— PROVIDED PASSAGE —
______________________________

Copyright Notice

This text is copyright by InfoStrada Communications, Inc., and is used with their permission. Further distribution or use is not permitted.

This text has appeared in an edited form in Linux Magazine magazine. However, the version you are reading here is as the author originally submitted the article for publication, not after their editors applied their creativity.

Please read all the information in the table of contents before using this article.
Download this listing!

Linux Magazine Column 38 (Jul 2002)

[suggested title: Template-driven file management]

I've decided recently to put the stonehenge.com website under CVS management. With the CVS tools, I can ``check out'' a current version of the website sources, play with it a bit, test it on a development server, and then ``check in'' the changes for deployment on my live server, the same way the big boys do it. Also, I can let the other Stonehenge druids edit portions of the site as well, a task that had formerly been only my job (along with the dozens of other self-appointed roles I fill at Stonehenge).

Some of the Apache configuration files contain hard-coded pathnames. I pondered a lot of solutions, starting by spending a good day or two on rewriting all the config files so that they used only names relative to the config directory. I got stuck on one directive (for mod_proxy's cache configuration) that does not permit a relative name.

After punting on that idea, it occurred to me to run some or all of the source files through a substitution process that could plug in the pathnames and perhaps a few changable configuration values. Of course, I could be like the 45 other CPAN authors who wrote their own templating system, since that seems to be a rite of passage for a budding Perl hacker. However, I knew that much of my site's new design would also be processed dynamically using Andy Wardley's most excellent Template Toolkit. So, I decided on using Template at ``build time'' as well.

The Template distribution includes a ttree utility that at first glance seemed to do what I want: take a tree of files and process them into a target tree, updating only the files which had changed. But I needed similar structures to process files that weren't templated, and also files that were derived from many source files, and that was outside ttree's design. So, I stole the important pieces of source code of ttree to make my template processing engine, shown in [listing one, below].

I decided to drive my templating engine from a control file, typically read from STDIN, consisting of an output and input filename per line, separated by whitespace. (Yeah, the first time I have a filename that has embedded whitespace, I'll be in trouble, and I'll have to rewrite this bit.) To create the control file, I use a GNU-style Makefile, presented in [listing two, below]. But first, let's focus on the templating engine.

______________________________

— DATA SHOWN —
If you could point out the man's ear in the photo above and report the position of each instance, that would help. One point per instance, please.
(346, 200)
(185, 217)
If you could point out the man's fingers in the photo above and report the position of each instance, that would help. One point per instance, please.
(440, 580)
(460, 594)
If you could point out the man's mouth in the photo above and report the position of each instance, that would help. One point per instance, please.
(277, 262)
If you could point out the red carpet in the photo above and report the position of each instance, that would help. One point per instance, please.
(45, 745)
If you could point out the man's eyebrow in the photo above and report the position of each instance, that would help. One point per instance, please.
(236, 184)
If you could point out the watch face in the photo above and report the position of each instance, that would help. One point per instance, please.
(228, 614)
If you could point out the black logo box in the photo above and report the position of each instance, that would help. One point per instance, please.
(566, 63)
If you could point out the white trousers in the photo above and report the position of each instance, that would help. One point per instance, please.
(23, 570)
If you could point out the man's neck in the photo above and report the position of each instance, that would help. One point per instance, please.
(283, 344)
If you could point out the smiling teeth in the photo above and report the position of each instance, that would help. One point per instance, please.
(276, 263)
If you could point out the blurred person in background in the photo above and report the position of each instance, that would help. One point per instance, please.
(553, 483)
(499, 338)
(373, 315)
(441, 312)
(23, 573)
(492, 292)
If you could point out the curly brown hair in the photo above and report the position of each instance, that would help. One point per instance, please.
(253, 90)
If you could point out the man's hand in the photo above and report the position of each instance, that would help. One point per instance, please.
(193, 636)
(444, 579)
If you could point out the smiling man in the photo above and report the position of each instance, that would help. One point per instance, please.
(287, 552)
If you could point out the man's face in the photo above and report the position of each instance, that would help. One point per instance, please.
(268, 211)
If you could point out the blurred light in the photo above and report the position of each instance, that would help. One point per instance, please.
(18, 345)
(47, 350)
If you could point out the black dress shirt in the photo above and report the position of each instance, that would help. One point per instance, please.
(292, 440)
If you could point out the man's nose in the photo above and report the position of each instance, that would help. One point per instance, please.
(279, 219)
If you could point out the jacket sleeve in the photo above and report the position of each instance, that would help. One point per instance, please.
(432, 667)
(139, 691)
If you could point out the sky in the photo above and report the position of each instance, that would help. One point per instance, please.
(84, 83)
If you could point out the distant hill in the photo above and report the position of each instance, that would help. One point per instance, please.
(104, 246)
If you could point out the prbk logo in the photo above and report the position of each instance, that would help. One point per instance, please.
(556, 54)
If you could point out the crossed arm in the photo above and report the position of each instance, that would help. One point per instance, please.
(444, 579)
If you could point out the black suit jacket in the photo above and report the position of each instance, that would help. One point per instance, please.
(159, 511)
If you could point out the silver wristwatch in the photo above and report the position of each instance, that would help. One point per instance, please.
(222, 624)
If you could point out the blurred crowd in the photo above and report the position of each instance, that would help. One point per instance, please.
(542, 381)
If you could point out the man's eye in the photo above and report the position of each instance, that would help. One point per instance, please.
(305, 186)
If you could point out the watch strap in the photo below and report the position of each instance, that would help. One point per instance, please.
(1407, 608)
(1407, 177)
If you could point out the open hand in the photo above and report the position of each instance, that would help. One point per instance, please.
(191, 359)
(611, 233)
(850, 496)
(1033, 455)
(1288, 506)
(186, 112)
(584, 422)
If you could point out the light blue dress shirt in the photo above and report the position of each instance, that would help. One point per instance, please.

______________________________

— REQUEST —
Answer these from the Linux Magazine column on template-driven file management:
(a) Which directive could not take a relative name when the author tried to rewrite the config files?
(b) What does each line of the control file that drives the templating engine hold?
(c) What does the author use to create that control file?

— SOLUTION FOR THIS PROBLEM —
(a) The directive for mod_proxy's cache configuration.
(b) An output filename and an input filename, separated by whitespace.
(c) A GNU-style Makefile.